# Task details:
Quote the passage on the deep learning model word for word, between "The DL network" and "map was 5 × 5 × 1.", inclusive.

# Document segment:

====

Besides the retrospective testing group, we evaluated the performance of the DL model in another group of 48 patients who were subsequently enrolled in the clinical trial (after the end of 2020). The images of the prospective group were not exposed to the DL model during its development. Further, the pCR status of these patients was blinded to the DL model developers. The performance evaluation was carried out and verified by independent investigators.

Construction of DL networks

The DL network was designed to use multiple images from both the baseline and C4 acquisitions as inputs (Fig. 4). For each channel, the feature extraction module was constructed using stacked convolutional layers, batch normalization layers, and MaxPooling layers. We used 3D convolutions to extract features from entire tumor volumes. Following convolution and batch normalization, rectified linear unit (ReLU) was used as the activation function. For the MaxPooling layers, the pooling window size was 2 × 2 × 2 or 2 × 2 × 1 according to the feature map sizes at different layer depths of each input channel. The final size of each extracted feature map was 5 × 5 × 1.

====

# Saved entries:
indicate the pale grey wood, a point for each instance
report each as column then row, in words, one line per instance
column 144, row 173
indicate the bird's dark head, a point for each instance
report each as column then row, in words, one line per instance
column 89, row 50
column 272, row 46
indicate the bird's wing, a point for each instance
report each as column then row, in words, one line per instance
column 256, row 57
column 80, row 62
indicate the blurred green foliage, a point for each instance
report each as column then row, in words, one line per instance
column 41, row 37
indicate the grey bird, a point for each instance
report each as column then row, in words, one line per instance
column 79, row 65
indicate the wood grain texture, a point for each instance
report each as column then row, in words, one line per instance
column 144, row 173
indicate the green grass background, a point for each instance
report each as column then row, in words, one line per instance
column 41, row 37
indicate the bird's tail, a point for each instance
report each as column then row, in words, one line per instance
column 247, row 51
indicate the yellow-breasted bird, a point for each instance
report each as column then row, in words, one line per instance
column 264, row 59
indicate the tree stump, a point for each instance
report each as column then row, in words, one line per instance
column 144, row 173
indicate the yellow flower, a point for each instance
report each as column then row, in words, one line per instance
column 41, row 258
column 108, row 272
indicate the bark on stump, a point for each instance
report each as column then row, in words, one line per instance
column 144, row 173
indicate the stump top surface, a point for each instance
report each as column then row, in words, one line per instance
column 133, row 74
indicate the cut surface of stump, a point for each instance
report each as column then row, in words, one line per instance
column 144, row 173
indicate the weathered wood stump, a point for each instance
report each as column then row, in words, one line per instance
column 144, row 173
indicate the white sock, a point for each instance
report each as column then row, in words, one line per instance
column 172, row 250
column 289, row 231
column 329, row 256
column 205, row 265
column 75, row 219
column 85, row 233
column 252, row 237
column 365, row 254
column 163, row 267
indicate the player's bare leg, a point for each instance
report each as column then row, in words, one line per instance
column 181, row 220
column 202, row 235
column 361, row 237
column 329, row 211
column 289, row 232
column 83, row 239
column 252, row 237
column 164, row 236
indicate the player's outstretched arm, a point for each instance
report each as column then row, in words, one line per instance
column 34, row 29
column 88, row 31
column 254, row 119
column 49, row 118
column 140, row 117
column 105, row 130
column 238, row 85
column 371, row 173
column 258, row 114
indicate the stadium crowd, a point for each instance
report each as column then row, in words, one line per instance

====

# Exercise response:
The DL network was designed to use multiple images from both the baseline and C4 acquisitions as inputs (Fig. 4). For each channel, the feature extraction module was constructed using stacked convolutional layers, batch normalization layers, and MaxPooling layers. We used 3D convolutions to extract features from entire tumor volumes. Following convolution and batch normalization, rectified linear unit (ReLU) was used as the activation function. For the MaxPooling layers, the pooling window size was 2 × 2 × 2 or 2 × 2 × 1 according to the feature map sizes at different layer depths of each input channel. The final size of each extracted feature map was 5 × 5 × 1.